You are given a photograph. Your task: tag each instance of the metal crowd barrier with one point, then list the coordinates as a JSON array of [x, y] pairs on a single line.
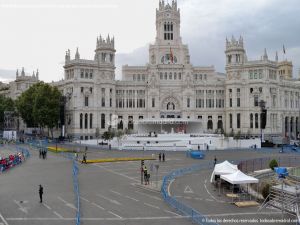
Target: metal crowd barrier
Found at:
[[193, 214]]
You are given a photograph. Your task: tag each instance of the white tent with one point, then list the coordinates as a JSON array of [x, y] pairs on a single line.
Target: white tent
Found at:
[[223, 168], [239, 178]]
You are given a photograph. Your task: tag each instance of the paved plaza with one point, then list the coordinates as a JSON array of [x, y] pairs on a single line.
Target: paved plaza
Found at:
[[110, 194]]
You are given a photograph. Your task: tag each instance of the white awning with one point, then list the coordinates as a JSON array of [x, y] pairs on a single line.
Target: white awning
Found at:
[[239, 178]]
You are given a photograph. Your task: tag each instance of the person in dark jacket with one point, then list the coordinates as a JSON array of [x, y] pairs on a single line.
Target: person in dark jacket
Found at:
[[41, 192]]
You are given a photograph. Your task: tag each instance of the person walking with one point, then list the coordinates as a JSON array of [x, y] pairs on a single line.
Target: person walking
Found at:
[[84, 158], [145, 175], [41, 192], [215, 160]]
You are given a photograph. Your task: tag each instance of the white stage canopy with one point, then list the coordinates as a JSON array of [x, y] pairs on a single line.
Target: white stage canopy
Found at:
[[239, 178], [223, 168]]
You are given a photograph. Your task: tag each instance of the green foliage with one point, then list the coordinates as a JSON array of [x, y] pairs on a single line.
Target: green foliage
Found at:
[[273, 163], [6, 104], [40, 105], [265, 190]]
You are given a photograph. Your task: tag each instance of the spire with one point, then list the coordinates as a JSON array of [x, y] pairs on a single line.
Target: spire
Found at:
[[22, 73], [77, 56], [265, 57]]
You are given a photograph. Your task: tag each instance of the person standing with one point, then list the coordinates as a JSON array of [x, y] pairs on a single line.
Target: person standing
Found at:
[[41, 192], [215, 160]]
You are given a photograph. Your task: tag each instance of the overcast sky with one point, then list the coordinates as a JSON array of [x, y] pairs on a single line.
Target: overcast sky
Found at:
[[36, 33]]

§ **Exercise description**:
Render every line of the entries above as a numbered list, skipping blank lines and leaving the pictures out.

§ **Correct result**:
1. You are given a photograph. Your task: tag each instance of the metal crowd barrier with one point, then list the coordinates as a JSON array of [x, y] pairs on a single line.
2. Target: metal crowd barrier
3. Found at:
4. [[193, 214]]
5. You are given a photograph. Your task: tag each instance of the white tent with one point, then list the coordinates as a JSON array of [x, y] pairs on a single line.
6. Target: white tent
7. Found at:
8. [[223, 168], [239, 178]]
9. You are given a photograph. Your task: tag each instance of the paved plaza with one point, then list the coordinates as a JSON array of [x, y] pairs on a single line.
10. Target: paved plaza
11. Found at:
12. [[110, 194]]
13. You are given a photograph. Your task: tag each instance of the white awning with one point, then list the coordinates as a JSON array of [x, y] pairs on a single line.
14. Target: white awning
15. Found at:
16. [[239, 178]]
17. You are given a photograph. Your task: tag each instance of the person in dark jacket with one point, then list the coordinates as a JSON array of [x, y] pairs on a single line.
18. Target: person in dark jacket
19. Found at:
20. [[41, 192]]
21. You are given a photograph. Your task: tag each instance of the person walking with one point, then list the coordinates as a JSON array of [x, y] pairs on a single line.
22. Target: person walking
23. Found at:
24. [[84, 158], [145, 175], [41, 192], [215, 160]]
25. You are given a photograph. Your task: tag each instance of the white stage canopy with one point, then list the coordinates as a JSON array of [x, y] pairs on a single line.
26. Target: white stage canopy
27. Found at:
28. [[239, 178], [223, 168]]
29. You are given a photograph. Your task: tag each instance of the green foliage with one point, then list the coordinates as a JSON array of [x, y] pairs on a single line.
30. Target: green foliage
31. Found at:
32. [[273, 163], [6, 104], [40, 105], [265, 190]]
33. You are given a photograph. Your task: tag each instance of the spire with one point, then list the coordinates as a JSON array of [x, y] pairs on a single line.
34. Target: spire
35. Found at:
36. [[22, 73], [77, 56], [265, 57]]
37. You are given a photograph. Your task: tag each instance of the person standing with one point, then list the coordinates as a JSON array of [x, y] pairs on a single line.
38. Target: person standing
39. Found at:
40. [[41, 192], [215, 160]]
41. You are given a photograph. Your task: tag each instance of the overcast sky with one point, then list the coordinates as a JSON array of [x, y] pairs on a single line.
42. Target: overcast sky
43. Found at:
44. [[36, 33]]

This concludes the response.